Pointing data excerpts:
|---|
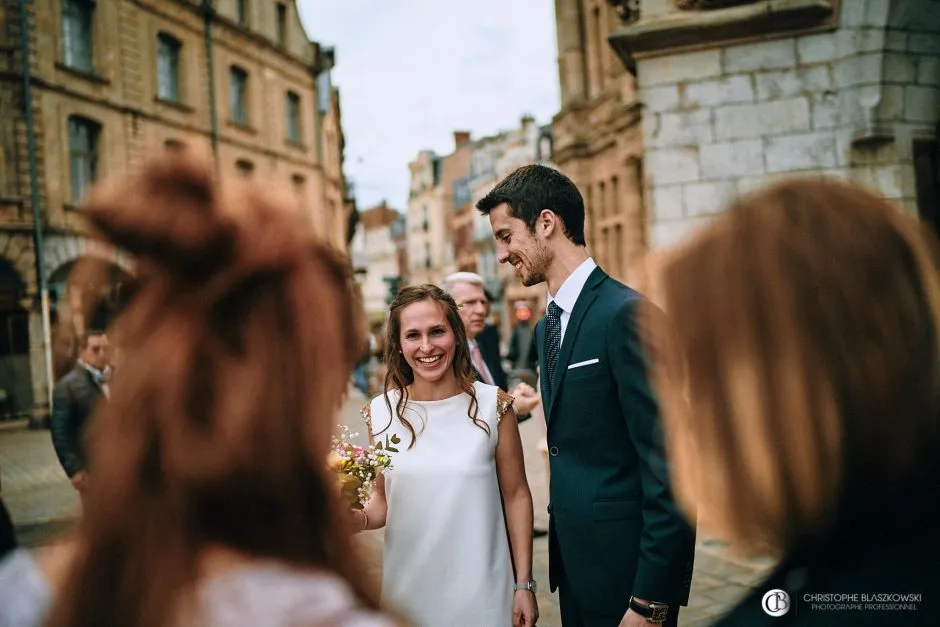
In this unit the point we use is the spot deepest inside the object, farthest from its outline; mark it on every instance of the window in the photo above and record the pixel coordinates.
(244, 168)
(293, 117)
(83, 155)
(238, 94)
(281, 24)
(299, 183)
(77, 34)
(168, 67)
|---|
What to produce
Output every line of the items above as a numbered list, skipping any blank lines. Leave the pictures out.

Result below
1. In this unit the point we use is the spot deepest inside the object, farthest from its outline; mark it on every instance of the window in the photo above and record the pixel coordinates.
2. (244, 168)
3. (293, 117)
4. (83, 155)
5. (238, 94)
6. (281, 24)
7. (299, 183)
8. (77, 34)
9. (168, 67)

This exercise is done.